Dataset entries
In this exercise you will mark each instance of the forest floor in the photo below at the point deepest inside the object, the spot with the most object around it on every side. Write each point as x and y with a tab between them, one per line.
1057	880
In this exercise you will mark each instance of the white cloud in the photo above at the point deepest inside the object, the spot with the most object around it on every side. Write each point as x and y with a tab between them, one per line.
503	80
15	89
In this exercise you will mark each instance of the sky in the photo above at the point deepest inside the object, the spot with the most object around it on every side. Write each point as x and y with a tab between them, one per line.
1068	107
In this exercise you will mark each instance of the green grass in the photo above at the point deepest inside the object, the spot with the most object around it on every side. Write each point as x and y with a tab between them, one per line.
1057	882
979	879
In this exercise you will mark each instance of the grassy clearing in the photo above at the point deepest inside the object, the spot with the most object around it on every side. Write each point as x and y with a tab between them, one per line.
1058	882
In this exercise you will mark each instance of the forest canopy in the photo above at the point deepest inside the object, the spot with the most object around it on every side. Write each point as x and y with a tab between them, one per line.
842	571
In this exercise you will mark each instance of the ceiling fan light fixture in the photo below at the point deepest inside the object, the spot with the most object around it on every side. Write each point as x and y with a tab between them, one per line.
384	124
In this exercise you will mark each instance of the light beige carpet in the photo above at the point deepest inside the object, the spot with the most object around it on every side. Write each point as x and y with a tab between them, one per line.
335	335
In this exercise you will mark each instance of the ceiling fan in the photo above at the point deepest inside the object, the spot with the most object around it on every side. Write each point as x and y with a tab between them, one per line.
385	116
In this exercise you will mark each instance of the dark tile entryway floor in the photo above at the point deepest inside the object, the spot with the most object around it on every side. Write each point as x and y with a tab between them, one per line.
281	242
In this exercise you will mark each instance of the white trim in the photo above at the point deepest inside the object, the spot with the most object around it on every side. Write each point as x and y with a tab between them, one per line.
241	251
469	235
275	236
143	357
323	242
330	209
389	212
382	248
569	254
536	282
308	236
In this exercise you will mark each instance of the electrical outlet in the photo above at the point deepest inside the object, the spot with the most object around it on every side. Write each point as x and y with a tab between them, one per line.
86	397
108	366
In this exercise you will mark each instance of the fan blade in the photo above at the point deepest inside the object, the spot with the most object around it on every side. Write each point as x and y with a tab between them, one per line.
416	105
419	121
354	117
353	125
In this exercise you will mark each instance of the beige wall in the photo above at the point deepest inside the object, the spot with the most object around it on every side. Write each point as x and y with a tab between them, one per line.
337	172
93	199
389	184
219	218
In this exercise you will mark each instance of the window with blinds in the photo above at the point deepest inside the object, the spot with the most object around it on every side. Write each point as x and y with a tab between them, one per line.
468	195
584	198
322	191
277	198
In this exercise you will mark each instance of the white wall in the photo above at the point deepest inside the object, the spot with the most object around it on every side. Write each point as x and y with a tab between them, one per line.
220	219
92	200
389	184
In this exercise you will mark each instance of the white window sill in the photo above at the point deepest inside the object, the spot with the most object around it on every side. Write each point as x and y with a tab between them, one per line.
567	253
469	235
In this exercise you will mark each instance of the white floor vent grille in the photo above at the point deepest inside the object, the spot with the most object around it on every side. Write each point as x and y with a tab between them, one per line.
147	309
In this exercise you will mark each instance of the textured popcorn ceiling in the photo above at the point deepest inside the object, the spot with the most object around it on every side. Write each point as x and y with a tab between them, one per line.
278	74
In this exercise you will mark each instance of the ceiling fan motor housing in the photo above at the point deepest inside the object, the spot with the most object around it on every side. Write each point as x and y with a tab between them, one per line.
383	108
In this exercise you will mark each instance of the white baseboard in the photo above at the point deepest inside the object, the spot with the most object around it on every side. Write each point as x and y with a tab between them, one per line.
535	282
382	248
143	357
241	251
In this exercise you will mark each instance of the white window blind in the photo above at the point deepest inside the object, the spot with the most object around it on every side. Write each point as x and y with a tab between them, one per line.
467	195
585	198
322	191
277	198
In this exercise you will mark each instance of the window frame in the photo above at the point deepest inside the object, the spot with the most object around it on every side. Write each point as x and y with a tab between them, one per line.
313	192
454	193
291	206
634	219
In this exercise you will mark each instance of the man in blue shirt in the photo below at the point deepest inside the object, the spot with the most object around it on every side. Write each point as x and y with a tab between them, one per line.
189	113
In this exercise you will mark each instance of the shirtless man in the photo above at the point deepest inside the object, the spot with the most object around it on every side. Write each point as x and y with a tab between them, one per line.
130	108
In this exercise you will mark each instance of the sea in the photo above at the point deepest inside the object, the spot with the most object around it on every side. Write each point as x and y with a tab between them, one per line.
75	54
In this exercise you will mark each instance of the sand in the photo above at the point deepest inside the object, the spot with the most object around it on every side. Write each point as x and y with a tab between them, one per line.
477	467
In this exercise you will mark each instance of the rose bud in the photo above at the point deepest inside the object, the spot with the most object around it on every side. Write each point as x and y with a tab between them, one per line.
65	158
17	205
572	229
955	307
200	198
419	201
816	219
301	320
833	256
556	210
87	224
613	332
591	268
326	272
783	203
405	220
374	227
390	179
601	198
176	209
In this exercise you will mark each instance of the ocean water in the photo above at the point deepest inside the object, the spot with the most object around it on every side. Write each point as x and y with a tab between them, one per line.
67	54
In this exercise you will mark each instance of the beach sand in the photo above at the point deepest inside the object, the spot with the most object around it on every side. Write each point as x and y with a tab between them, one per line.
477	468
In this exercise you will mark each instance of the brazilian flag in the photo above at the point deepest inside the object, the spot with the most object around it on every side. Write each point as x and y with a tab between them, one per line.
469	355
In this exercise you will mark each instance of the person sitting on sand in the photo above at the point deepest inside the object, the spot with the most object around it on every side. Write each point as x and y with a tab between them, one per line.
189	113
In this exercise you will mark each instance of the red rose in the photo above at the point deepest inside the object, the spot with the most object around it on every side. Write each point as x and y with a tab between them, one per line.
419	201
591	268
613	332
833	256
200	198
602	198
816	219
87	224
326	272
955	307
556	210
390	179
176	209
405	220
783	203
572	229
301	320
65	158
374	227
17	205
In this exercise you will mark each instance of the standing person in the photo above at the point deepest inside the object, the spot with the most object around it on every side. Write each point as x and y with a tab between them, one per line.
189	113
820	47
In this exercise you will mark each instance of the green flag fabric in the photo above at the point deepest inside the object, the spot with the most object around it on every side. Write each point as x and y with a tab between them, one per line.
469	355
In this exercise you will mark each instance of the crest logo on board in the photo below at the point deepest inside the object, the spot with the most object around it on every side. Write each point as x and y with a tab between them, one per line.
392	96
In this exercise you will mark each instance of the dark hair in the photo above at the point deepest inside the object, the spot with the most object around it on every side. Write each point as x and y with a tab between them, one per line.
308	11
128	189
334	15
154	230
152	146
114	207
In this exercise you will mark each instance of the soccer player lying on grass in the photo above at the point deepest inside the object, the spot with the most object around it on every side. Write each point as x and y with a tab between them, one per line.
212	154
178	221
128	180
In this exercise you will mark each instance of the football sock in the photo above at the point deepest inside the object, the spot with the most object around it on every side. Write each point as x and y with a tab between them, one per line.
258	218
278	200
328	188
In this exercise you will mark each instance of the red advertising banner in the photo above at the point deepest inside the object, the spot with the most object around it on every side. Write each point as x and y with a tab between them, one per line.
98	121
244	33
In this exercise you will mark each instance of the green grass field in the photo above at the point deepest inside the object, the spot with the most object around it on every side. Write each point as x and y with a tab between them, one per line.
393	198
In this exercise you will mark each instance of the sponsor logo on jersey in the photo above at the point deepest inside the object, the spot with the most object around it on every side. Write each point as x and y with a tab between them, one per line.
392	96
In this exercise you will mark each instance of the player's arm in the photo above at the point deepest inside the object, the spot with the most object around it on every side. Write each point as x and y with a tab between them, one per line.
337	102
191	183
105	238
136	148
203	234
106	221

=== Requirement ===
Each line above is to be repeated exactly.

=== Exercise answer ===
In this exercise you will mark each instance of the forest floor in the photo below at the point deepest inside the object, the spot with the most object around it on every side. Write each point as x and y with a tab between them, one per line.
1057	880
In this exercise you will mark each instance of the white cloud in the photo above at the point deepest inside the object, the spot with the most object around it on every side. Write each point as x and y with a tab between them, one per line.
503	80
15	89
In this exercise you will mark each instance of the sky in the photo above at the point deepest inside the object, the spot with the most object around it on every side. Write each point as x and y with a tab between them, one per line.
1068	107
In this exercise you will mark each instance of the green grass in the photo above at the point deepest inside the object, the spot with the most object around it on every side. Write each point as x and y with a tab between them, one per line.
1057	882
979	879
In this exercise you will mark each instance of the grassy clearing in the photo above at the point deepest inside the object, the spot with the most object around it on every side. Write each point as x and y with a tab between them, one per line.
1058	882
In this exercise you will mark each instance of the forest canopy in the photo above at the point deepest inside the object, the spot with the most object around it on every side. Write each point as x and y with a tab between them, one per line.
842	571
In this exercise you will mark each instance of the ceiling fan light fixture in the photo below at the point deepest inside the object, the spot with the most object around it on every side. Write each point as x and y with a tab between them, one per line.
384	124
In this exercise you will mark each instance of the light beige carpet in the photo above at the point deepest inside the object, the spot with the most object around it on every side. Write each point as x and y with a tab between them, one per line.
335	335
In this exercise you will mark each instance of the ceiling fan in the photo above at the point deepest inside the object, the spot with the most object around it on every side. Write each point as x and y with a tab between them, one per line.
385	116
In this exercise you will mark each instance of the dark tile entryway floor in the photo above at the point deepest inside the object, the spot with the most object around it on every side. Write each point as x and y with a tab between them, one per line.
281	242
In this exercise you will mark each instance of the white trim in the photo above at the point deepest inside the object, the spot with the most object around it on every side. Write each point as x and y with a tab between them, one per line.
241	251
469	235
275	236
143	357
323	242
330	209
389	212
382	248
569	254
536	282
308	236
In this exercise you will mark each instance of the electrical outlet in the photo above at the point deepest inside the object, the spot with the most object around it on every side. Write each point as x and y with a tab between them, one per line.
86	397
108	366
In this exercise you will mark each instance of the fan blade in the photo above at the point deepest inside the object, the spot with the most object around it on every side. Write each point as x and y with a tab between them, one per line.
416	105
419	121
354	117
353	125
In this exercise you will mark each instance of the beige wall in the photo above at the point deepest inside the object, the spot with the most object around it on every side. Write each point as x and y with a tab between them, one per line.
337	172
93	199
389	184
219	218
In this exercise you will mark each instance of the window with blinds in the photo above at the point deepest inside the object, the spot with the most object around it on every side. Write each point as x and y with a tab between them, one per line.
468	195
584	198
322	191
277	198
In this exercise you will mark each instance of the white wall in the photo above at the point deepest inside the object, the spot with the most object around it on every side. Write each point as x and y with a tab between them, one per line.
220	219
92	200
389	184
In this exercise you will mark each instance of the white window sill in the photo above at the point deepest inside the object, the spot with the most object around it on every side. Write each point as x and y with a tab between them, one per line.
567	253
469	235
In this exercise you will mark each instance of the white floor vent grille in the photo above at the point deepest inside the object, the spot with the most object around it on every side. Write each point as x and y with a tab between them, one per line.
147	309
In this exercise you will mark each instance of the textured popcorn ceiling in the photo above at the point deepest inside the object, the spot with the most object around it on every side. Write each point as x and y with a tab between them, one per line.
278	74
In this exercise you will mark each instance of the ceiling fan motor housing in the photo above at the point deepest inside the object, the spot with the most object around it on every side. Write each point as x and y with a tab between them, one per line.
383	108
In this exercise you will mark each instance of the white baseboard in the photo above at the point deepest inside the object, the spot with the most object around it on every side. Write each point as x and y with a tab between them, one per line.
535	282
382	248
143	357
241	251
In this exercise you will mark each instance of the white window blind in the photo above at the point deepest inside the object, the spot with the most object around it on every side. Write each point as x and y with a tab between them, one per line.
467	195
585	198
322	191
277	198
In this exercise you will mark each instance of the window frame in the photo above at the point deepest inside the object, the spot with the most object around it on every side. Write each point as x and y with a tab between them, one per line.
313	192
454	193
291	206
634	219
In this exercise you will mark each instance of the man in blue shirt in the photo below at the point deepest inside the object, the spot with the most object around it on every side. Write each point as x and y with a tab between them, one per line.
189	113
In this exercise you will mark each instance of the shirtless man in the photo above at the point deepest inside the object, the spot with the most object around it on every side. Write each point as x and y with a tab between them, one per line.
130	108
In this exercise you will mark each instance of the sea in the photo above at the point deepest inside the object, the spot with the most object around it on every side. Write each point as x and y with a tab between them, one per line.
75	54
In this exercise you will mark each instance of the sand in the photo above at the point deepest inside the object, the spot with the most object around it on every side. Write each point as x and y with a tab between them, one per line.
477	467
In this exercise you will mark each instance of the rose bud in the photo above at the point deepest inside the object, the spot with the most object around it on every side. Write each point as x and y with a tab between them, one per line.
65	158
17	205
572	229
955	307
200	198
419	201
816	219
301	320
833	256
556	210
87	224
613	332
591	268
326	272
783	203
405	220
374	227
390	179
601	198
176	209
In this exercise you will mark each instance of the ocean water in the photo above at the point deepest inside the object, the spot with the most object around it on every side. Write each point as x and y with a tab between them, one per line.
67	54
In this exercise you will mark each instance of the beach sand in the photo above at the point deepest inside the object, the spot with the most object around it on every side. Write each point as x and y with a tab between them, one per line.
477	468
In this exercise you will mark each instance of the brazilian flag in the photo above at the point deepest inside the object, the spot with the most object around it on every side. Write each point as x and y with a tab between them, one per line.
469	355
In this exercise you will mark each instance of the person sitting on sand in the photo above at the point deepest inside the object, the spot with the most object around it on every side. Write each point as x and y with a tab between them, one per line.
189	113
In this exercise you will mark each instance of the red rose in the photo above at the point deepest inside the object, the spot with the most object around it on every side. Write each point as x and y with a tab between them, one per line.
419	201
591	268
613	332
833	256
200	198
602	198
816	219
87	224
326	272
955	307
556	210
390	179
176	209
405	220
783	203
572	229
301	320
65	158
374	227
17	205
In this exercise you will mark each instance of the standing person in the photo above at the point deepest inside the object, the spot with the most object around it on every side. Write each point as x and y with a tab between them, one per line.
189	113
820	47
In this exercise you will mark each instance of the green flag fabric in the photo above at the point deepest inside the object, the spot with the most object around it on every side. Write each point as x and y with a tab between them, one per line.
469	355
In this exercise you will mark each instance of the crest logo on board in the photo below at the point deepest inside the object, the spot with the most object around it on every side. Write each point as x and y with a tab between them, one per line.
392	96
In this exercise you will mark each instance of the dark hair in the photo above at the point deepest inside the object, the spot with the most object around it on every side. Write each point as x and y with a tab between them, one per line.
308	11
128	189
334	15
154	230
152	146
114	207
In this exercise you will mark each instance of the soccer player lying on grass in the photo above at the point deepest inside the object, the spot with the most object around it on every side. Write each point as x and y with a tab between them, one per line.
212	154
178	221
128	180
In this exercise you will mark each instance of the football sock in the photo above at the point deepest inside the object, the spot with the most object around it on every side. Write each point as x and y with a tab between them, one per line.
258	218
278	200
328	188
In this exercise you will mark each instance of the red advertising banner in the photo above at the point deepest inside the object, the spot with the most object around it on every side. Write each point as x and y with a tab between them, one per line.
98	121
244	33
In this exercise you will mark each instance of the green grass field in the photo above at the point deepest inside the object, the spot with the most object around it on every side. Write each point as x and y with a tab between them, one per line.
393	198
In this exercise you will mark each instance of the sponsor logo on jersey in the photo above at the point deepest inside the object, the spot with the most object around it on every side. Write each point as x and y with a tab between them, one per line.
392	96
In this exercise you will mark each instance of the player's arm in the photo above at the point deepest inside the object, the spot with the most object around it on every side. Write each point as x and y with a tab between them, one per line.
337	102
191	183
105	238
136	148
203	234
106	221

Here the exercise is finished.